Directions >>
Once the images are removed, repeat all of the entries exactly.

Stored items from a collection:
————

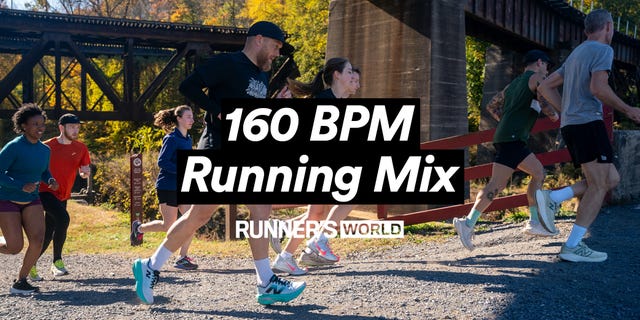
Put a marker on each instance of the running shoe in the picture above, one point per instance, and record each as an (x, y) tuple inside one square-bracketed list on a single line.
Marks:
[(279, 290), (33, 274), (581, 253), (185, 263), (287, 265), (320, 246), (58, 269), (22, 287), (135, 236), (465, 232), (312, 259), (146, 279), (275, 241)]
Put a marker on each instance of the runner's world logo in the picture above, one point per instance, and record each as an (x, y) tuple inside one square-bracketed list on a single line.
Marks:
[(363, 229)]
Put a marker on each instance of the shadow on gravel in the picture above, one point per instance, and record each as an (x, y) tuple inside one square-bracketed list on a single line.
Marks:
[(607, 290), (124, 282), (280, 312), (85, 298), (116, 290), (223, 271)]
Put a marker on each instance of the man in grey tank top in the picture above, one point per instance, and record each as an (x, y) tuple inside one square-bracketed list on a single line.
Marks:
[(584, 80)]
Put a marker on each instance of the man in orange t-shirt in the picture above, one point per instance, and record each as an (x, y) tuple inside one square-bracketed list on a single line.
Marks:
[(68, 156)]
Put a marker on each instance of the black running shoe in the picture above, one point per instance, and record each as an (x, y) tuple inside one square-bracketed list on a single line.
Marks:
[(185, 263), (22, 287)]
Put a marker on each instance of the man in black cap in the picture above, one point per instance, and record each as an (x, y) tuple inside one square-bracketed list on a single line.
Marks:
[(241, 74), (68, 157), (516, 109)]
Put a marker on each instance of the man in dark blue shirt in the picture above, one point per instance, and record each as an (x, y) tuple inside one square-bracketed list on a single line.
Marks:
[(240, 74)]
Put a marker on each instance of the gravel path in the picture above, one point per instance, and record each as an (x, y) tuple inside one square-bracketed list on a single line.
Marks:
[(509, 276)]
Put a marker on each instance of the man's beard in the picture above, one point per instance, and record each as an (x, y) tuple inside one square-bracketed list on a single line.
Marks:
[(69, 137)]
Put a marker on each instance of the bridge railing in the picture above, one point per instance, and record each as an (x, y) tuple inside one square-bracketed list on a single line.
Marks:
[(483, 171)]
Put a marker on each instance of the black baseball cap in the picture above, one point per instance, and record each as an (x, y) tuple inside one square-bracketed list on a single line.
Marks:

————

Exercise answer >>
Put a marker on each instance of the running shoe in the picture above, one point per instance, and record each as an (x, y) tuple inside one square-bracketed list on a single line.
Marks:
[(279, 290), (33, 274), (581, 253), (185, 263), (287, 265), (320, 246), (58, 269), (22, 287), (135, 236), (465, 232), (312, 259), (146, 279), (275, 241)]
Put a marker on each instance of the runner's world logo in the picture above, one point per instance, and record each as an (x, y) tuple inside one square-bracketed list on a single line.
Marks:
[(363, 229)]
Put a marker on each instance of the shadow on gravel in the picture above, one point per instance, and record each as an (x, y) tuple inside one square-bracketed list on a single line.
Marks:
[(607, 290), (124, 282), (280, 312), (85, 298), (116, 290), (223, 271)]
Put a marker on each instance of the man in grey tank top in the picture above, one point per instance, and record each as an (x, y) tuple inside one square-bracketed list on a single line.
Marks:
[(584, 80)]
Put a marker on each instance of the man in orange t-shirt in the picture above, one point per instance, and record each as an (x, y) tuple inside one square-bracketed list on a single line.
Marks:
[(68, 156)]
Put a marker on each instance of the black running shoe in the picture above, one point per instance, and record each as an (x, y) tuple inside one square-bracketed list on a single line.
Marks:
[(185, 263), (22, 287)]
Put a marker on each instance of the man in black cap in the picture above, one point per instance, and record each as an (x, y) tuple inside one square-bracketed list on a single line.
Marks:
[(241, 74), (68, 157), (516, 109)]
Put a marker on each instance of the man in dark blue shirt in the picture above, one point per instance, and record each as an (x, y) tuple inside one square-bracketed list on a single line.
Marks:
[(240, 74)]
Put a marker on each instance of the gravel path in the picture above, one point per instance, and record each as an (x, y) tuple inside one square-bracketed list on a single line.
Marks:
[(509, 276)]
Put a marker on each instance of the man's beard in the picture above, one point per instance, and record each as an (x, y) tuple inside one square-bracketed list on a single line.
Marks:
[(69, 137)]
Put a marker on each instance of the bridge railing in the picture above, one point per instance, and record each as an (x, y) tuple inside one square-bracketed list on a single line.
Marks:
[(483, 171)]
Put a marker on each instance of the black baseball cap in the picture above, one point per instance, and record each as an (x, y) tuple inside one square-bracketed list on a single line.
Marks:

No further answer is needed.